▸ **DESCRIPTION OF THE TASK**
Extract every line of the material below verbatim, omitting the pictures.

▸ **DATA PROVIDED**
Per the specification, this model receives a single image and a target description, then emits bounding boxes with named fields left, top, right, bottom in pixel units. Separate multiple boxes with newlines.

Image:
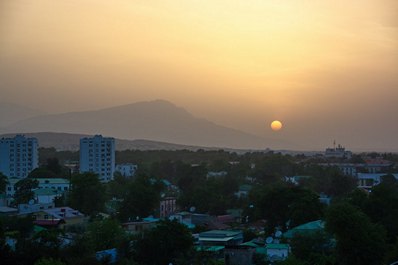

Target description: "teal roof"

left=239, top=184, right=253, bottom=191
left=195, top=246, right=225, bottom=252
left=33, top=188, right=59, bottom=196
left=265, top=244, right=290, bottom=249
left=36, top=178, right=69, bottom=185
left=283, top=220, right=325, bottom=238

▸ **FINAL ANSWER**
Per the specification, this model receives a single image and a target description, then emits bounding boxes with named fields left, top, right, bottom in pixel units. Separate multiple boxes with newlines.

Image:

Target description: "teal roof"

left=239, top=184, right=253, bottom=191
left=195, top=246, right=225, bottom=252
left=33, top=188, right=59, bottom=196
left=265, top=244, right=290, bottom=249
left=36, top=178, right=69, bottom=185
left=283, top=220, right=325, bottom=238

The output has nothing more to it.